President Obama and senior advisers last month considered—and rejected—the notion that Umar Farouk Abdulmutallab, the accused Christmas Day underpants bomber, should be handed over to the U.S. military for interrogation and detention, NEWSWEEK has learned.

President Obama and senior advisers last month considered—and rejected—the notion that Umar Farouk Abdulmutallab, the accused Christmas Day underpants bomber, should be handed over to the U.S. military for interrogation and detention, NEWSWEEK has learned. The subject of whether Abdulmutallab should be transferred to military custody came up at a meeting the president held in the White House Situation Room in early January, shortly before the Justice Department announced it would proceed against him in the civilian court system, according to little-noticed statements made by one or more "senior administration officials" who gave a background briefing to White House reporters on Feb. 2.

According to a transcript of the briefing, the subject of whether Abdulmutallab ought to be turned over to the military came up at a Situation Room meeting that appears to have been held on Jan. 5, the day before the accused underpants attacker was formally charged with terrorist offenses under federal law. During the meeting, according to a White House briefer, Attorney General Eric Holder announced: "I'm going to charge him tomorrow." At that point, according to the briefer, "there was a discussion about whether or not in fact there was going to be any type of change in his custodial disposition."

Later in the media briefing, the "senior administration official" elaborated, saying that what came up in this discussion were "questions ... about whether or not he should in fact go to Law of War detention status." But according to the official, "Nobody advocated for that position. People were comfortable throughout this process that it was going in the right direction and that given what we can do in a military commission, what we can do in the criminal-justice system, there was full unanimity on the part of the seniors that this was the right way to go."

The White House briefers then went on to discuss both the political and legal consequences of continuing to move Abdulmutallab through the civilian-justice system. "The ones who were advocating that [the administration's handling of the case in civilian courts] was a disaster claim that if you put them into Law of War detention, that, all of the sudden, is going to open up this Pandora's box of intelligence. There are people who have been in Law of War detention, including Guantánamo, that have not given anything whatsoever.

§ Exercise goal: List every person the passage on the Abdulmutallab custody decision identifies by name. Base every answer only on the passage about the Abdulmutallab custody decision.

§ Data supplied:
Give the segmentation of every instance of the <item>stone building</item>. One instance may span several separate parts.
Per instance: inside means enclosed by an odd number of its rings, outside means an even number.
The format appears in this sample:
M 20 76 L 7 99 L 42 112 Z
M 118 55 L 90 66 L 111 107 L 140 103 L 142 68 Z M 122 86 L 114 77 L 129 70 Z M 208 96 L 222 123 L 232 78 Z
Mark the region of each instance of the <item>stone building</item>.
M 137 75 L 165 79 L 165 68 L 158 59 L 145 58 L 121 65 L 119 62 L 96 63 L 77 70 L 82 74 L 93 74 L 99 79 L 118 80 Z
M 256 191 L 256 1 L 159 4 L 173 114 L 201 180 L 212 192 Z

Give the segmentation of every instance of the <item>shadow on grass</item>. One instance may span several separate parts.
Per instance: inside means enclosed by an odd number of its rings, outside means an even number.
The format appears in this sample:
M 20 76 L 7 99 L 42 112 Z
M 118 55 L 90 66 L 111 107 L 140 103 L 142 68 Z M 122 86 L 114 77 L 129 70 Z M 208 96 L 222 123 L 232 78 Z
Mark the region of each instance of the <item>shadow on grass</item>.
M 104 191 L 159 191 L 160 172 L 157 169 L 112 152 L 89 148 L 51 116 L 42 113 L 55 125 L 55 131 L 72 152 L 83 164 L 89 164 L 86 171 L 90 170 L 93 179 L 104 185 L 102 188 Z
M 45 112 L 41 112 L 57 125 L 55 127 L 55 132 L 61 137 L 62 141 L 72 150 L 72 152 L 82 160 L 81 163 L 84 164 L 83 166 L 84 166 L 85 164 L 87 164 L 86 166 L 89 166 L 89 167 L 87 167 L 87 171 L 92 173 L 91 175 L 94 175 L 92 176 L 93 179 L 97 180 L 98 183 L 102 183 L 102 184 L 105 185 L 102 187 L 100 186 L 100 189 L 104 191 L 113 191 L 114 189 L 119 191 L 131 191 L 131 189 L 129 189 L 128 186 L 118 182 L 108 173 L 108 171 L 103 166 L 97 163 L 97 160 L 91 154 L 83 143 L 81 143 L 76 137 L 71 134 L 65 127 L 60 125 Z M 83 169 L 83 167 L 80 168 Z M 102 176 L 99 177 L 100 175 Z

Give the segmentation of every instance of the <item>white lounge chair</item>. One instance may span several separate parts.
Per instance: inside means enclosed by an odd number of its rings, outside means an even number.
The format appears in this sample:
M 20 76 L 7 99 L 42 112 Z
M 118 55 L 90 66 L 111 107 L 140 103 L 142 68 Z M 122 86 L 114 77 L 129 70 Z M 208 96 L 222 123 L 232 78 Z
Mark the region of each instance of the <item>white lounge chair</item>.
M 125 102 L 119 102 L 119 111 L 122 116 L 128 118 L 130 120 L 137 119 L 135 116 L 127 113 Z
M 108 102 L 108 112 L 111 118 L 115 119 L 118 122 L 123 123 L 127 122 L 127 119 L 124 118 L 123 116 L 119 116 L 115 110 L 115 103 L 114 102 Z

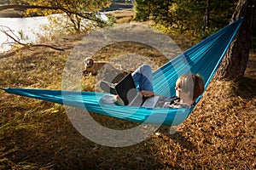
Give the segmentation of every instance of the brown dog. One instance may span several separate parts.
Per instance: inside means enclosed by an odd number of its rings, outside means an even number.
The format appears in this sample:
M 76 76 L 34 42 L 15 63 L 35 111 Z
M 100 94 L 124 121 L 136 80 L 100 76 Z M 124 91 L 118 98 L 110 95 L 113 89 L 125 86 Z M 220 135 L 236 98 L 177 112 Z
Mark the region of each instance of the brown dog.
M 108 63 L 107 61 L 95 61 L 90 57 L 87 57 L 84 60 L 84 72 L 96 75 L 101 69 L 106 71 L 117 71 L 110 63 Z

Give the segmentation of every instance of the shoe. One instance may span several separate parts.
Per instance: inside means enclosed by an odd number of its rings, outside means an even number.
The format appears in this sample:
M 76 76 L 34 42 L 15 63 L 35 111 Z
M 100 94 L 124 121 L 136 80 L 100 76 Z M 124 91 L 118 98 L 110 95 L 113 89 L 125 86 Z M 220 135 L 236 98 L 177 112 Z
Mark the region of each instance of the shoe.
M 111 82 L 105 82 L 105 81 L 102 81 L 100 82 L 100 88 L 103 91 L 105 91 L 107 93 L 109 93 L 109 94 L 117 94 L 116 92 L 115 92 L 114 87 L 115 87 L 115 84 L 111 83 Z

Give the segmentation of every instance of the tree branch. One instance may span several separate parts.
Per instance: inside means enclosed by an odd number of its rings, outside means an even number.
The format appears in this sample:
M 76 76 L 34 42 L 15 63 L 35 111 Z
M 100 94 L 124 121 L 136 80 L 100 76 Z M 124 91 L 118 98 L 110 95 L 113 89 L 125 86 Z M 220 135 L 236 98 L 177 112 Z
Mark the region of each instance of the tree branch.
M 8 37 L 11 38 L 14 42 L 9 42 L 9 43 L 15 43 L 15 44 L 19 44 L 21 45 L 23 47 L 26 48 L 36 48 L 36 47 L 45 47 L 45 48 L 49 48 L 55 50 L 58 50 L 58 51 L 65 51 L 67 49 L 71 49 L 72 48 L 56 48 L 54 46 L 50 46 L 50 45 L 46 45 L 46 44 L 32 44 L 32 43 L 23 43 L 20 41 L 19 41 L 17 38 L 15 37 L 15 34 L 13 32 L 13 31 L 11 31 L 9 27 L 7 26 L 1 26 L 2 29 L 0 29 L 0 31 L 2 31 L 3 34 L 5 34 Z M 8 31 L 4 30 L 3 27 L 6 27 L 8 29 Z M 10 33 L 9 33 L 10 32 Z M 11 34 L 13 34 L 14 36 L 12 36 Z M 4 57 L 6 56 L 9 56 L 8 55 L 4 55 Z M 4 58 L 4 57 L 0 57 L 1 58 Z

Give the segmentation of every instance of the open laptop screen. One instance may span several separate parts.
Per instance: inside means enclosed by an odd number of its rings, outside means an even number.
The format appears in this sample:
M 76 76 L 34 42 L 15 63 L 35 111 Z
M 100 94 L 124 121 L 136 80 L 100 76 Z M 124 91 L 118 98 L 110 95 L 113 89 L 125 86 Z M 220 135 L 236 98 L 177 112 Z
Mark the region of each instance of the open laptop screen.
M 116 86 L 115 90 L 117 94 L 123 99 L 125 105 L 136 97 L 137 91 L 133 82 L 131 74 L 129 73 L 125 76 Z

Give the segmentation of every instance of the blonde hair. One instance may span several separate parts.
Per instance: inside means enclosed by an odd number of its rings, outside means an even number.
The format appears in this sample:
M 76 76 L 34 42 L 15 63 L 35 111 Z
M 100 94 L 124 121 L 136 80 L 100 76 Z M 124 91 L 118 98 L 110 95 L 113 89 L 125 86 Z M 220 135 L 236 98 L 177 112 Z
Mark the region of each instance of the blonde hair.
M 176 82 L 176 86 L 185 92 L 189 92 L 193 100 L 198 98 L 205 89 L 203 79 L 199 75 L 195 74 L 179 76 Z

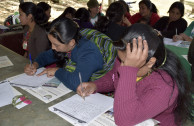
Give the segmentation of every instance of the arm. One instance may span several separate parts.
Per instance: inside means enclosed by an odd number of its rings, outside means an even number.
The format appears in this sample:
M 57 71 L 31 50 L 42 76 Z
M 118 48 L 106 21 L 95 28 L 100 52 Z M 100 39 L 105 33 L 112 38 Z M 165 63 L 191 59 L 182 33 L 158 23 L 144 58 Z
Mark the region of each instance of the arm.
M 114 99 L 114 117 L 117 125 L 135 125 L 159 115 L 173 104 L 178 94 L 175 90 L 169 104 L 172 87 L 165 83 L 160 74 L 152 73 L 155 75 L 151 74 L 136 83 L 137 68 L 121 66 L 118 71 L 120 78 Z M 137 85 L 150 86 L 146 86 L 144 92 L 138 95 Z

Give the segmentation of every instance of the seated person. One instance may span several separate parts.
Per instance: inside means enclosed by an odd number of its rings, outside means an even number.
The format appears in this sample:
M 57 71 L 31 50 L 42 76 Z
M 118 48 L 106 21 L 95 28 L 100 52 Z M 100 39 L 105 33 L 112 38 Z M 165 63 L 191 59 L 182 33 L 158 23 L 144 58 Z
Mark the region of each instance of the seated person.
M 120 2 L 113 2 L 106 11 L 106 16 L 101 16 L 94 28 L 106 34 L 113 41 L 119 40 L 127 26 L 131 26 L 129 20 L 124 17 L 125 10 Z M 127 26 L 122 26 L 122 24 Z
M 93 28 L 92 23 L 90 22 L 90 13 L 86 8 L 79 8 L 75 12 L 75 19 L 80 27 L 82 28 Z
M 189 52 L 188 52 L 188 61 L 192 65 L 191 66 L 191 72 L 192 72 L 192 81 L 194 81 L 194 39 L 191 42 L 191 45 L 189 46 Z
M 156 6 L 150 0 L 141 0 L 139 2 L 139 13 L 131 16 L 129 21 L 131 24 L 138 23 L 142 17 L 149 19 L 150 26 L 154 26 L 154 24 L 160 19 L 157 14 Z
M 34 60 L 32 66 L 30 64 L 26 65 L 25 73 L 34 75 L 37 68 L 57 62 L 57 67 L 45 69 L 39 76 L 43 74 L 47 74 L 48 77 L 55 76 L 66 87 L 76 91 L 77 86 L 80 84 L 79 72 L 83 81 L 87 82 L 93 74 L 102 70 L 104 66 L 107 68 L 107 62 L 103 60 L 103 55 L 98 46 L 81 36 L 78 29 L 77 24 L 69 18 L 55 19 L 48 31 L 52 49 L 41 53 Z M 68 68 L 64 69 L 69 60 L 76 64 L 74 71 L 68 71 Z M 97 75 L 95 74 L 95 76 Z
M 49 18 L 51 17 L 51 6 L 45 2 L 39 2 L 37 6 L 41 7 L 44 10 L 49 20 Z
M 174 35 L 184 32 L 187 28 L 187 21 L 182 18 L 184 16 L 184 4 L 174 2 L 170 6 L 168 13 L 169 16 L 160 18 L 153 28 L 160 31 L 164 37 L 173 38 Z
M 41 24 L 48 21 L 43 9 L 32 2 L 24 2 L 19 5 L 20 21 L 25 26 L 22 47 L 25 50 L 24 57 L 31 54 L 34 60 L 41 52 L 50 49 L 46 31 Z
M 180 126 L 190 116 L 191 91 L 181 62 L 158 35 L 145 24 L 129 27 L 113 43 L 118 54 L 113 69 L 96 81 L 82 83 L 84 90 L 79 85 L 77 93 L 85 97 L 115 91 L 118 126 L 134 126 L 150 118 L 160 126 Z
M 60 18 L 66 17 L 66 18 L 73 20 L 73 18 L 75 17 L 75 12 L 76 10 L 73 7 L 67 7 L 59 17 Z
M 183 33 L 179 35 L 174 35 L 173 41 L 176 42 L 178 40 L 183 40 L 191 42 L 193 38 L 194 38 L 194 21 L 191 22 L 191 24 L 187 27 L 187 29 Z
M 99 5 L 97 0 L 89 0 L 87 2 L 88 10 L 90 12 L 90 22 L 93 26 L 100 16 L 104 16 L 104 14 L 100 12 Z

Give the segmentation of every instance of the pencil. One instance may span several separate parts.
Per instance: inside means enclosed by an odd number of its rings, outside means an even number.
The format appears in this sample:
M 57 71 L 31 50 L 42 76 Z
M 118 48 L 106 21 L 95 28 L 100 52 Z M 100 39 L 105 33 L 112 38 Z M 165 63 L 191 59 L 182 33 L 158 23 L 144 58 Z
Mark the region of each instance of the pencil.
M 80 84 L 81 84 L 81 91 L 83 93 L 84 89 L 83 89 L 83 85 L 82 85 L 82 77 L 81 77 L 81 73 L 80 72 L 79 72 L 79 80 L 80 80 Z M 85 97 L 83 97 L 83 99 L 85 100 Z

§ The completed task:
- President Obama
- Umar Farouk Abdulmutallab
- Attorney General Eric Holder